» **Exercise instructions**
Count the lines in the entries below that contain the string "paved", treating case as significant. Reply with the number only.

* Begin Data provided *

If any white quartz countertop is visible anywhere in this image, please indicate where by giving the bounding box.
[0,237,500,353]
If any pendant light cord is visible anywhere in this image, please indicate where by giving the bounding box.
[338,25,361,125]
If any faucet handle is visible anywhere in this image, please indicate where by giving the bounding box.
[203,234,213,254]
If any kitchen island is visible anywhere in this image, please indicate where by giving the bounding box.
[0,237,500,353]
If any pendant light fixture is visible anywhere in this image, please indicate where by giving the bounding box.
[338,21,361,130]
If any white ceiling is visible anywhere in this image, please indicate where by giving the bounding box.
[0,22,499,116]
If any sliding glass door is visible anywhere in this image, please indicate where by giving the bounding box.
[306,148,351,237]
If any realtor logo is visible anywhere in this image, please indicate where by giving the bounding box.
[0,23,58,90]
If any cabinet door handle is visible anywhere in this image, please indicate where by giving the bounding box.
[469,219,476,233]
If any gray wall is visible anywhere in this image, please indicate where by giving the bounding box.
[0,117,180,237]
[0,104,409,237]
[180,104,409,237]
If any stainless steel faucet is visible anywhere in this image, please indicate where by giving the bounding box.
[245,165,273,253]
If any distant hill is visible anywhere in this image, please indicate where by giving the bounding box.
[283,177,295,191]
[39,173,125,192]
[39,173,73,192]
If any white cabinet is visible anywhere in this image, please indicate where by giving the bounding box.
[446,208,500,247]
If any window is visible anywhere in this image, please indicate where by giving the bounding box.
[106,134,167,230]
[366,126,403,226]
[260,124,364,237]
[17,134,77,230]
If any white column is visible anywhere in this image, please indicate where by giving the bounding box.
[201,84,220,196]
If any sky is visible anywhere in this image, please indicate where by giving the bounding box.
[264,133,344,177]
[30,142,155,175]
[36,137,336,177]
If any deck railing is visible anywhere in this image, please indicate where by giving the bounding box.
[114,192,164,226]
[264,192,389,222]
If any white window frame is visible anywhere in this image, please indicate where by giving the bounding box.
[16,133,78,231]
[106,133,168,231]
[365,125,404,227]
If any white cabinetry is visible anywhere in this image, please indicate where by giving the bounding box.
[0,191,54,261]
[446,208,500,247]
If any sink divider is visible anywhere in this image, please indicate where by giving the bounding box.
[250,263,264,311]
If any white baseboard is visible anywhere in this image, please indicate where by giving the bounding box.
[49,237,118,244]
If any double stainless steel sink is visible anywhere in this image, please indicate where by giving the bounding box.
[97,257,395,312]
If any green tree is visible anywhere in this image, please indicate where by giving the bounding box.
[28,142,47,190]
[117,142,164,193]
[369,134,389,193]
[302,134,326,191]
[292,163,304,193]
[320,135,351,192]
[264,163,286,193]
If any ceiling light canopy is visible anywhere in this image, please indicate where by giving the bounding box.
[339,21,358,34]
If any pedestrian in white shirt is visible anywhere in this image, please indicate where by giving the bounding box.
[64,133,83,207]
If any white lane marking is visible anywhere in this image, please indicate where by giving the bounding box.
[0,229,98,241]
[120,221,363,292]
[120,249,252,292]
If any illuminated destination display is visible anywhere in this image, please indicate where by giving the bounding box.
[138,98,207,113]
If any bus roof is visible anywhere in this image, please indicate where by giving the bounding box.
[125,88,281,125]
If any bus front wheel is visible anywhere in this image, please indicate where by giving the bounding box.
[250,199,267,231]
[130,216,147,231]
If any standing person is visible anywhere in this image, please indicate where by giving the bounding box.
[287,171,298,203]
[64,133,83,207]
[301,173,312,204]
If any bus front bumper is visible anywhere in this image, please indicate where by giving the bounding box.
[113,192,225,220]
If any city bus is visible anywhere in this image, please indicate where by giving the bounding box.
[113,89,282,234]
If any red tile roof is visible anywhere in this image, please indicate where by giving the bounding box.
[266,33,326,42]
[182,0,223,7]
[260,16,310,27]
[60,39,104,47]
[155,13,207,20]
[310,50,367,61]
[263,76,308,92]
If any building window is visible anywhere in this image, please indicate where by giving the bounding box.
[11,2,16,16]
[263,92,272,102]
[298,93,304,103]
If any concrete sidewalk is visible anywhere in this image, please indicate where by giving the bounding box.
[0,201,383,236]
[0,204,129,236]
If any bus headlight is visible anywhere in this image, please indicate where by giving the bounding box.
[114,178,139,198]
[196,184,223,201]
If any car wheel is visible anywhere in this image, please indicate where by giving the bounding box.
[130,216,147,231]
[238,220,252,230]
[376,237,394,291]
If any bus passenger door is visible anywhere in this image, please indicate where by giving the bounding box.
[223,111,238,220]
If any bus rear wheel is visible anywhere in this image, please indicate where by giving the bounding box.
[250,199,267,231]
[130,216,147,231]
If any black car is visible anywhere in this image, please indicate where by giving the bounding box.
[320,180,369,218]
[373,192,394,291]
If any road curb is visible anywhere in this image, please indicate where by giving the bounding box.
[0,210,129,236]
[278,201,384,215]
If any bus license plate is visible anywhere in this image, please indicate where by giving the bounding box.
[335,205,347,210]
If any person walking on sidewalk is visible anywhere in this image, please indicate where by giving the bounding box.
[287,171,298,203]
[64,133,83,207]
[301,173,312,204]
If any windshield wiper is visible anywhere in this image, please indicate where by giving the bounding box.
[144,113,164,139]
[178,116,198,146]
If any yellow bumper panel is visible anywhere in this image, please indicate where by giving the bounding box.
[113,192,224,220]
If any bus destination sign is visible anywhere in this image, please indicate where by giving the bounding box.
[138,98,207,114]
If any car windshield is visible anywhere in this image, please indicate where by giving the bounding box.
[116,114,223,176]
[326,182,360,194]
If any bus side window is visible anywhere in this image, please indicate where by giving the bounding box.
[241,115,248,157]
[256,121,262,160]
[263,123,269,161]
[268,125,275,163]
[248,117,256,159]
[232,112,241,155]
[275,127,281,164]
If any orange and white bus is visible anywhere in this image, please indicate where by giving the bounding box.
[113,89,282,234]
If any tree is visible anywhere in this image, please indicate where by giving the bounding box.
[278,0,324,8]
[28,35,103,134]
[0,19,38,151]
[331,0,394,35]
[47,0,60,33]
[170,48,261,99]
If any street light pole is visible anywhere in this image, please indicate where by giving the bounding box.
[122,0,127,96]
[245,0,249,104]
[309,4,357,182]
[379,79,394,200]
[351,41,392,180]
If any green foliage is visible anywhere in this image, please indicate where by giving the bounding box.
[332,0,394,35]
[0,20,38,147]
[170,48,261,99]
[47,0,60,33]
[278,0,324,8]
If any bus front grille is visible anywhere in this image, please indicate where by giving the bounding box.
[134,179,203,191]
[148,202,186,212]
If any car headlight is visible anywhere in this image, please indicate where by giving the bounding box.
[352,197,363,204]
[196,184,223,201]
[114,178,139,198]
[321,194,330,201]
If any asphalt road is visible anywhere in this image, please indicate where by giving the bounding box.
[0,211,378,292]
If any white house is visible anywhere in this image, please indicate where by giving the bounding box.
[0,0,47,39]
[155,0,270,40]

* End Data provided *
* Begin Data provided *

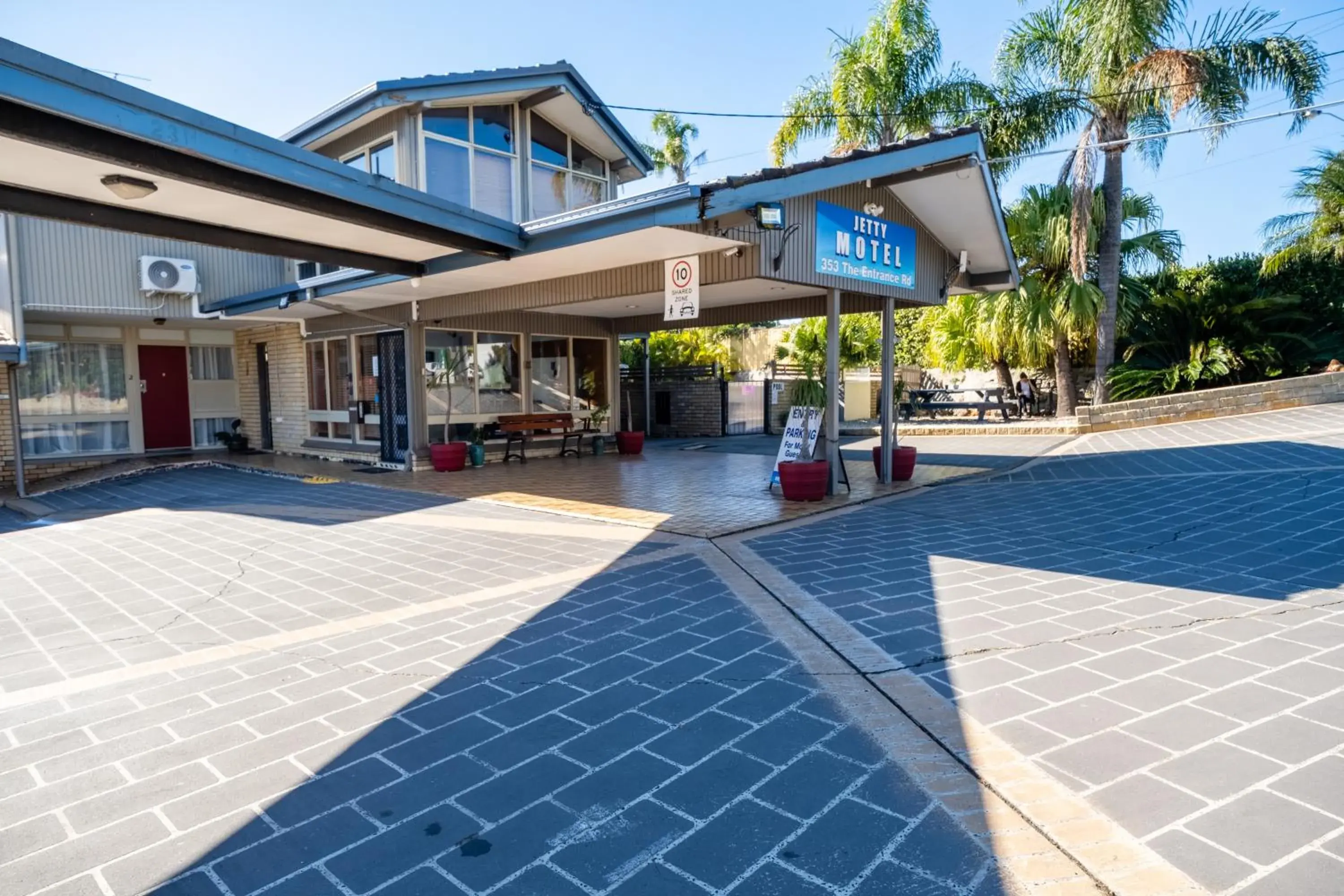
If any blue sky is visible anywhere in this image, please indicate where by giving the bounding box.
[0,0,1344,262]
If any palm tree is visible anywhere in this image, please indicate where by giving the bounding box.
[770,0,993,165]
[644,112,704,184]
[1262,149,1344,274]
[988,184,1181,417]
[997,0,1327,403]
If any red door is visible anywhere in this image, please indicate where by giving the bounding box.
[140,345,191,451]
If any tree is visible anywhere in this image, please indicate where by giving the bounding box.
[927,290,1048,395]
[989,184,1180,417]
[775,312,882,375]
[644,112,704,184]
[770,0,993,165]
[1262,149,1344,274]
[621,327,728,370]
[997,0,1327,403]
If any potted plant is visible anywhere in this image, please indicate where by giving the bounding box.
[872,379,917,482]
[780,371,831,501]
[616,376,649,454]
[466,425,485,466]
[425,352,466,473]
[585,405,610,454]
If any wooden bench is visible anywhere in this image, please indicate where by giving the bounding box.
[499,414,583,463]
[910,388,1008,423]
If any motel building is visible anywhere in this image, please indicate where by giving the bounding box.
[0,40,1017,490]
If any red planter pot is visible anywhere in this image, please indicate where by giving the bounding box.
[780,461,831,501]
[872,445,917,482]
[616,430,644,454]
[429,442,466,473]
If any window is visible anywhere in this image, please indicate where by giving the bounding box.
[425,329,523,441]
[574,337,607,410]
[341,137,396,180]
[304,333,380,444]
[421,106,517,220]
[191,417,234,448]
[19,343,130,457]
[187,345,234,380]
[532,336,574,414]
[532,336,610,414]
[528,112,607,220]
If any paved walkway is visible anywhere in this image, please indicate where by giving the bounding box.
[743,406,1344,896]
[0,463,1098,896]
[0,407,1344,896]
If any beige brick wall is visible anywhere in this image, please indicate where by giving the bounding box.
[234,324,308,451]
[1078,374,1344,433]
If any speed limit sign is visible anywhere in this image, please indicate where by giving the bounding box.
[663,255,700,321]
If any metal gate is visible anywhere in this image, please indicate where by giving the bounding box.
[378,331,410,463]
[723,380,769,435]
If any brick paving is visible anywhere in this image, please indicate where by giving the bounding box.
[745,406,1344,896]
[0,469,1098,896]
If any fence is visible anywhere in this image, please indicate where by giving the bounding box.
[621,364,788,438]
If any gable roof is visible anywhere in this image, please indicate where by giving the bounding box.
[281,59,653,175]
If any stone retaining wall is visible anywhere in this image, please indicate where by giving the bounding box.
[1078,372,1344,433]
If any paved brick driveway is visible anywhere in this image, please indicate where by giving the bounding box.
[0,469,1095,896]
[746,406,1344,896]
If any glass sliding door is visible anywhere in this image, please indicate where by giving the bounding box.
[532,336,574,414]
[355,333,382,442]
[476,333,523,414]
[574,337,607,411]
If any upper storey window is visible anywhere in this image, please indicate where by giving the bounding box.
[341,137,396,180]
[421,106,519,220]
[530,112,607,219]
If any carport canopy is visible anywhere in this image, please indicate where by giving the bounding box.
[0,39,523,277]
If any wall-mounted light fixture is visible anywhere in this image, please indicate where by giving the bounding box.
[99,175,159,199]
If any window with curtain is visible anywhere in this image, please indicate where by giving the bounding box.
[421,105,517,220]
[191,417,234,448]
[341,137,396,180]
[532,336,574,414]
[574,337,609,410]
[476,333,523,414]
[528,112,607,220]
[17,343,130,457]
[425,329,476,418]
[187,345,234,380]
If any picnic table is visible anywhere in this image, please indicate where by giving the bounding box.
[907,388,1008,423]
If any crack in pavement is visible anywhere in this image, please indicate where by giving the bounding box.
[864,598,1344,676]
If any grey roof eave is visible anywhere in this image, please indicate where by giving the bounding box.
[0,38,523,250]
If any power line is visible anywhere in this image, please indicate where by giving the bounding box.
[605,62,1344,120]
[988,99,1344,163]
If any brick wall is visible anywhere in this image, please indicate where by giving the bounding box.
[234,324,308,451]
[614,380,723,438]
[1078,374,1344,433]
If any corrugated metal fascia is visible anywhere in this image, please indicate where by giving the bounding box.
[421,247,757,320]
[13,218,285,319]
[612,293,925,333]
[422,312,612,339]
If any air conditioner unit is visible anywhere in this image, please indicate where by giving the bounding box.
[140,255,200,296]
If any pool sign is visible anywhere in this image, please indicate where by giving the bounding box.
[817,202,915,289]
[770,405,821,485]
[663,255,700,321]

* End Data provided *
* Begin Data provided *

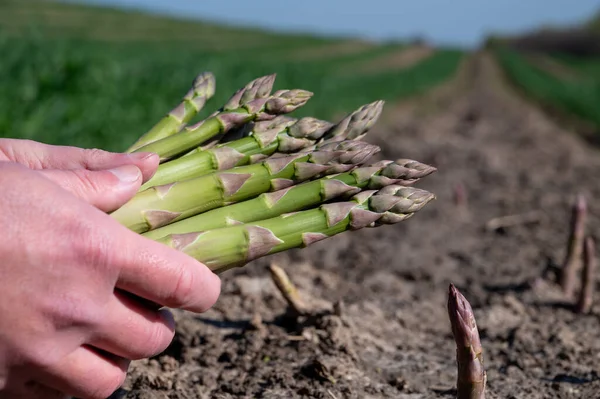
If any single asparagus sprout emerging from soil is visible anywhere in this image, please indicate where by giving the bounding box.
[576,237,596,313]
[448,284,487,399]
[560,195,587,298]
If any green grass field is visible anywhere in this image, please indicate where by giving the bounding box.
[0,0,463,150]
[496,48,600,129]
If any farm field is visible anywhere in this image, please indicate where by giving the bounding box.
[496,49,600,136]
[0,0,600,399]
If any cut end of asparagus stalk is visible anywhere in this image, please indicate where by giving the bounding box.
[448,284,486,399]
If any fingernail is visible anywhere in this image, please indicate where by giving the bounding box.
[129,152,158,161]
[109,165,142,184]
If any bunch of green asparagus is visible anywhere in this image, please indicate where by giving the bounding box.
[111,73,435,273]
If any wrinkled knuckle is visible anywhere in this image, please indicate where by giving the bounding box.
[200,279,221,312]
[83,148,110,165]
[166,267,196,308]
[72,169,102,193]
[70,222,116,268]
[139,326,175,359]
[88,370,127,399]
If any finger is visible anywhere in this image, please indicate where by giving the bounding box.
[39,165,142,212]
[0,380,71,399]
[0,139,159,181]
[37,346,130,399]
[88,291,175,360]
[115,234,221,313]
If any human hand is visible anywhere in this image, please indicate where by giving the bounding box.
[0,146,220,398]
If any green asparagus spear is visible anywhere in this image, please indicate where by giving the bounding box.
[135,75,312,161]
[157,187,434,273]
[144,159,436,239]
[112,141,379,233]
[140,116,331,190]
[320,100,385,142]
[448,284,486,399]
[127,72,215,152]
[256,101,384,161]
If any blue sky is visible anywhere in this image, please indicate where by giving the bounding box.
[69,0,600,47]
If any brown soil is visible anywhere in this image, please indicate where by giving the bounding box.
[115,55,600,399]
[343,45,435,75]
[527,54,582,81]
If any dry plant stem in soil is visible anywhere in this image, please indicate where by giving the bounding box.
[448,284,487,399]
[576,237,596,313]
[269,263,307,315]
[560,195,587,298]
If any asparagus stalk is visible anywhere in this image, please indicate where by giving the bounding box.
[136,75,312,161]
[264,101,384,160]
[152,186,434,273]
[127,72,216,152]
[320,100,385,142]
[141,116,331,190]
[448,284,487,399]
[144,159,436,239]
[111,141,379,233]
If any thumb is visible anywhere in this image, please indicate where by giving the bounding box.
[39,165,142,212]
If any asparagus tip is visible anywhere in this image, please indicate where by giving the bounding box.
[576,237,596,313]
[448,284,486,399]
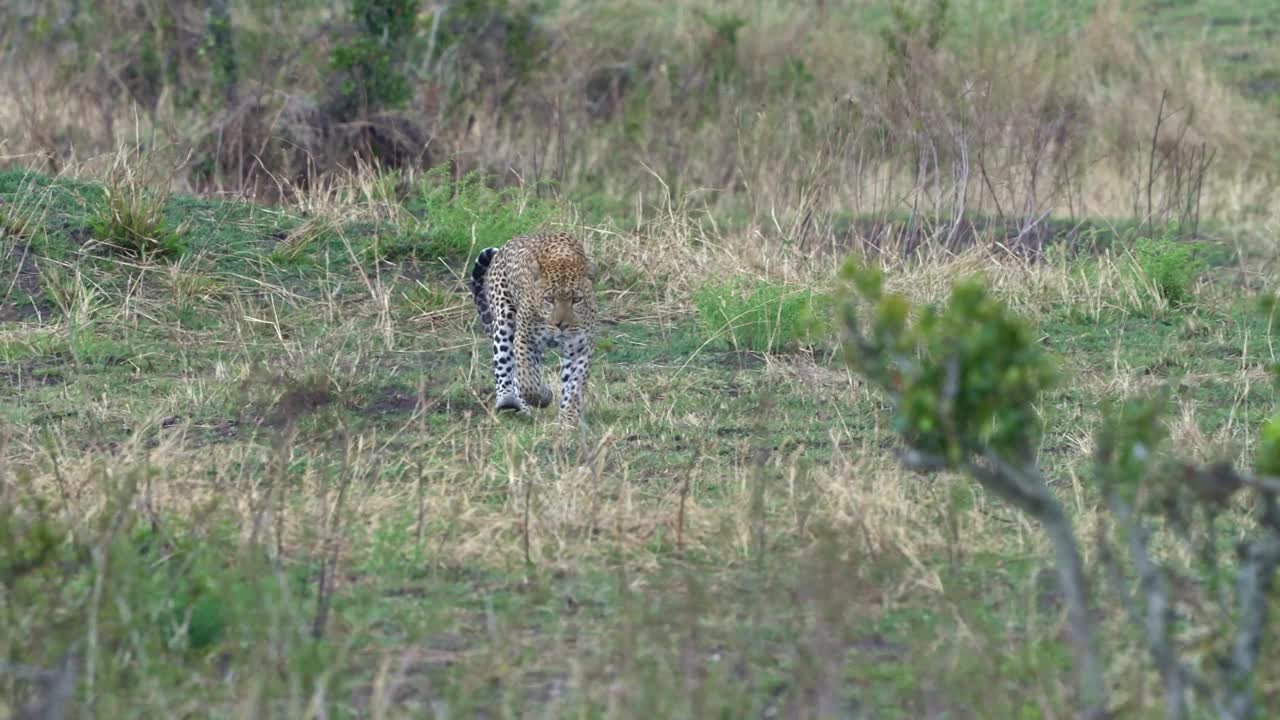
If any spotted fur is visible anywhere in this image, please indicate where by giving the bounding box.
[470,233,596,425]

* End Data provided *

» **Response**
2